------ SELECTED EXTRACT ------

I worked on lots of development tasks throughout the time I was at a pair of Data Centres. I also looked after safely deploying code releases to backend/frontend systems.
From memory, these are some tasks I completed:
- Reworked the block storage integration with OpenStack/Ceph, so the more reliable RBD driver is used instead of iSCSI, which previously caused CPU lockups. I subsequently updated the filesystem formatter to use the new block storage system.
- Fixed inaccessible, external, block storage volumes above ~1TB. This was an unsigned 32-bit integer bug in Xen, which only surfaced when accessing LBA sectors in a specific storage mode.
- Diagnosed and improved block storage performance by 5x by adjusting kernel parameters on guests to take advantage of the Xen ring 0 buffer.
- Used ‘fwmark’ing to mark packets in the Linux kernel on firewalls, allowing customers to bypass throttling for backups.
- Fixed server image creation when the disk partitions were non-standard formats or layouts.
- Parallelised and sped up setting up new servers by 50%, by preventing unnecessary reboots, synchronisation pauses, etc.
- Worked with another colleague to get the Windows OOBE (Out-Of-Box-Experience) working correctly with new infrastructure.
- Got multiple guest snapshots working in parallel, and helped out with getting more than one working on the same host, meaning guest servers can be transparently moved to another host even whilst customers are taking snapshots.
- Provided the ability to automatically install/reinstall software RAID monitoring so customers can get SMS/e-mail alerts on failures.

------ MATERIAL PROVIDED ------

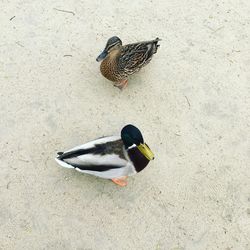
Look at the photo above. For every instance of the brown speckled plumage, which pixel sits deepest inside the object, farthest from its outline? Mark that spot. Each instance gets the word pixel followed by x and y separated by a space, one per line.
pixel 122 61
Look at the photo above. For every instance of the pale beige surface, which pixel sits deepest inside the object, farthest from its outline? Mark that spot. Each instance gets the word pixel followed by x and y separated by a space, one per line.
pixel 191 102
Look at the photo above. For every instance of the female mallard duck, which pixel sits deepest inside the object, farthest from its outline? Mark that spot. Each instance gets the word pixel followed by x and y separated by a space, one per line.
pixel 118 62
pixel 113 157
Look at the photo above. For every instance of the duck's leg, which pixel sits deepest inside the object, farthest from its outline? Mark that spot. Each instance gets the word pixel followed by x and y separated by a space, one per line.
pixel 122 84
pixel 121 181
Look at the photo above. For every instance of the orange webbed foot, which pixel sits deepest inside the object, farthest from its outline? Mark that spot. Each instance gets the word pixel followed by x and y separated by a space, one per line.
pixel 120 181
pixel 122 84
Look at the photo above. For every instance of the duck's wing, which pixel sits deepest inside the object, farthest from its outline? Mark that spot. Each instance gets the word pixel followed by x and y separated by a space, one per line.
pixel 134 56
pixel 97 157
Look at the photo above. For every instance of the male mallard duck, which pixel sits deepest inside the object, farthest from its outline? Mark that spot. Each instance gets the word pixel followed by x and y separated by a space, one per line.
pixel 113 157
pixel 118 62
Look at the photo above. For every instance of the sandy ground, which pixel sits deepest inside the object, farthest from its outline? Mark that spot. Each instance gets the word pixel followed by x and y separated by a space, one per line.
pixel 192 103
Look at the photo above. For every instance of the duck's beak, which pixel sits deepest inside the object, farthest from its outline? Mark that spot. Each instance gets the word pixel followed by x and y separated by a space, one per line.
pixel 102 56
pixel 146 151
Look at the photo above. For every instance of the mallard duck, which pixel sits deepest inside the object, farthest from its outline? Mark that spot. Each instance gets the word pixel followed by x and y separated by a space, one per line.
pixel 112 157
pixel 118 62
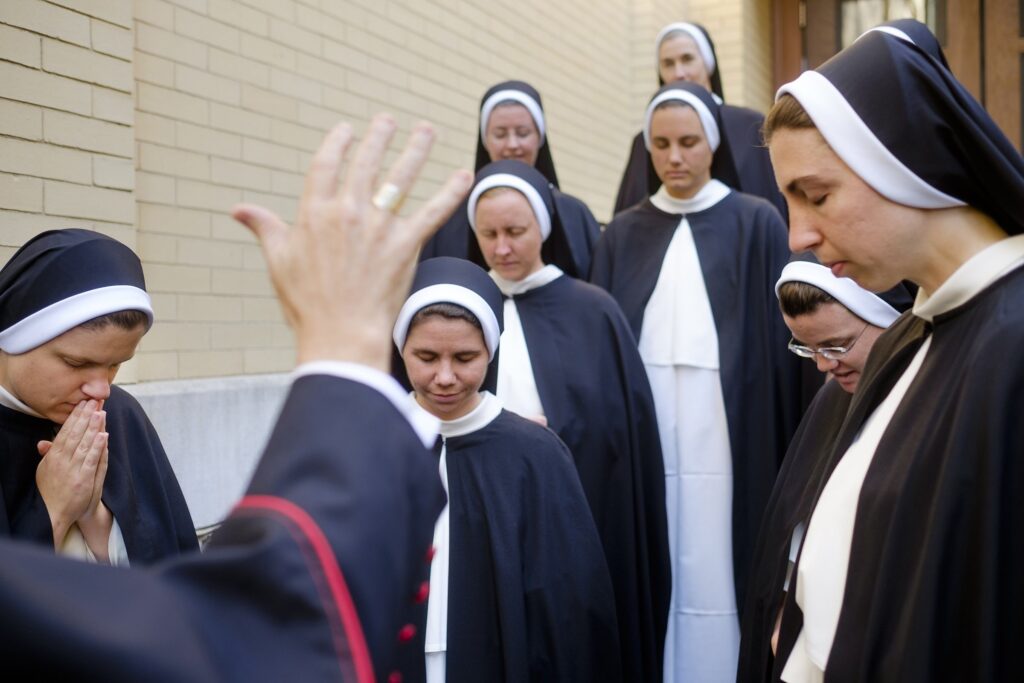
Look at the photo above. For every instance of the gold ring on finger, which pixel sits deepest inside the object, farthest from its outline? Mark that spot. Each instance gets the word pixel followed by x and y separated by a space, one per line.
pixel 388 198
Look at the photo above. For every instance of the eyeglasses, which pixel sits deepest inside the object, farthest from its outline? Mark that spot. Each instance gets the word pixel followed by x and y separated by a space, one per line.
pixel 829 352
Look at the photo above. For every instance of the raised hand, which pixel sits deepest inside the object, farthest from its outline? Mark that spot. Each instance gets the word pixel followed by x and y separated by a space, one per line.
pixel 343 270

------

> PROBLEMS AND TASKS
1. In the data centre work list, what caused external block storage volumes above ~1TB to be inaccessible?
2. Copy the data centre work list from "- Fixed inaccessible, external, block" to "throttling for backups.".

> RESPONSES BY TASK
1. An unsigned 32-bit integer bug in Xen, which only surfaced when accessing LBA sectors in a specific storage mode.

2.
- Fixed inaccessible, external, block storage volumes above ~1TB. This was an unsigned 32-bit integer bug in Xen, which only surfaced when accessing LBA sectors in a specific storage mode.
- Diagnosed and improved block storage performance by 5x by adjusting kernel parameters on guests to take advantage of the Xen ring 0 buffer.
- Used ‘fwmark’ing to mark packets in the Linux kernel on firewalls, allowing customers to bypass throttling for backups.